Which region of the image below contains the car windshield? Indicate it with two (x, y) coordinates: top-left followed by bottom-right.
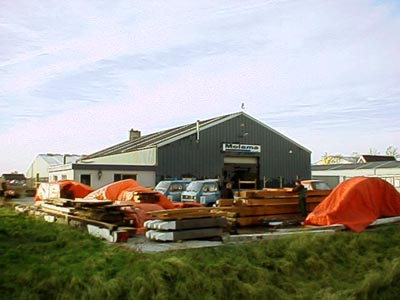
(313, 181), (331, 190)
(154, 181), (170, 192)
(186, 181), (203, 193)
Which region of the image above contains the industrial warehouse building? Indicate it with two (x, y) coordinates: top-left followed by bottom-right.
(49, 112), (311, 188)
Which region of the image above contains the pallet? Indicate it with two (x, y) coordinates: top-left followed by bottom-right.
(146, 228), (223, 242)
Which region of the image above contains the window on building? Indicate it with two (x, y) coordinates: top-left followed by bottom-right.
(81, 174), (91, 186)
(114, 174), (137, 182)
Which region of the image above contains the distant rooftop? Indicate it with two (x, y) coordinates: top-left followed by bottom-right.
(39, 153), (82, 166)
(357, 155), (396, 163)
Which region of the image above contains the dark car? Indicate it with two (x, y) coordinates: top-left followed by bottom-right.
(154, 180), (190, 202)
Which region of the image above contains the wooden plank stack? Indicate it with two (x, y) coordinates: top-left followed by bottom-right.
(34, 198), (135, 242)
(144, 207), (226, 242)
(216, 189), (331, 228)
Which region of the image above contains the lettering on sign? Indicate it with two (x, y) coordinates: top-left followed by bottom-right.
(222, 143), (261, 153)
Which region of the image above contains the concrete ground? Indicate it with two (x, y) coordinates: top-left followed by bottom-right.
(7, 197), (322, 253)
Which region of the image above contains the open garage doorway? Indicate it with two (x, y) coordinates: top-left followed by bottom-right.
(222, 156), (259, 189)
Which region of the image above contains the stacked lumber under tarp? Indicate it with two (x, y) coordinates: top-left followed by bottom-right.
(144, 207), (226, 242)
(216, 189), (331, 228)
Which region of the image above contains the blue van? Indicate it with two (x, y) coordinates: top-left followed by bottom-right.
(154, 180), (190, 202)
(181, 179), (221, 206)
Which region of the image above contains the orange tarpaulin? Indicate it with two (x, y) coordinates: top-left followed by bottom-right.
(85, 179), (174, 209)
(34, 180), (93, 201)
(304, 177), (400, 232)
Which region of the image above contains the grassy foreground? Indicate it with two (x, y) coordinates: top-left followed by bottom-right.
(0, 207), (400, 300)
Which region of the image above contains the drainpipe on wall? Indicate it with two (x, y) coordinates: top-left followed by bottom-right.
(196, 120), (200, 143)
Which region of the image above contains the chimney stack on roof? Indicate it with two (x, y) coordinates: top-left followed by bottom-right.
(129, 129), (141, 141)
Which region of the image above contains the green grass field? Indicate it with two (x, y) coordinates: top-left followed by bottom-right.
(0, 207), (400, 300)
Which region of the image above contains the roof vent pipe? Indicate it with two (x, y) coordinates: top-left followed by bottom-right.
(129, 129), (141, 141)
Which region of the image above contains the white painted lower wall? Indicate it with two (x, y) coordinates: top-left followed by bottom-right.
(49, 168), (156, 190)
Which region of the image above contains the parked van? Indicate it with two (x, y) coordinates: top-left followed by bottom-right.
(301, 179), (331, 191)
(154, 180), (190, 202)
(181, 179), (221, 206)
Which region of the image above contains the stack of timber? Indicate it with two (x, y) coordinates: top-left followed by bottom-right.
(34, 198), (135, 242)
(216, 189), (331, 229)
(144, 207), (226, 242)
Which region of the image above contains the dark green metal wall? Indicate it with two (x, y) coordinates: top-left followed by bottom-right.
(157, 115), (311, 186)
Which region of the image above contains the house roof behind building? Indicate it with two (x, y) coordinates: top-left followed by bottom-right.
(38, 153), (81, 166)
(358, 155), (396, 163)
(82, 112), (311, 160)
(1, 173), (26, 180)
(311, 161), (400, 171)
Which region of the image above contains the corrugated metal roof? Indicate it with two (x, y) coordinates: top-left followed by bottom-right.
(311, 161), (400, 171)
(82, 112), (311, 160)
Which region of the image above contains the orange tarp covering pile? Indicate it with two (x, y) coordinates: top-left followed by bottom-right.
(34, 180), (93, 201)
(304, 177), (400, 232)
(85, 179), (174, 209)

Aim of the exercise >> Select every line of the records above that contains the word "building".

The reply >>
Which region of the image above contains the industrial warehouse building? Indicate it with two (x, y) coordinates: top-left followed by bottom-right.
Which region of the image above contains the window on building? Indicate it with two (x, y) coordinates: top-left followed by bottom-right.
Which region of the image above contains the house roof behind building? Indicate it with two (x, y) coordinates: top-left followed by bottom-right.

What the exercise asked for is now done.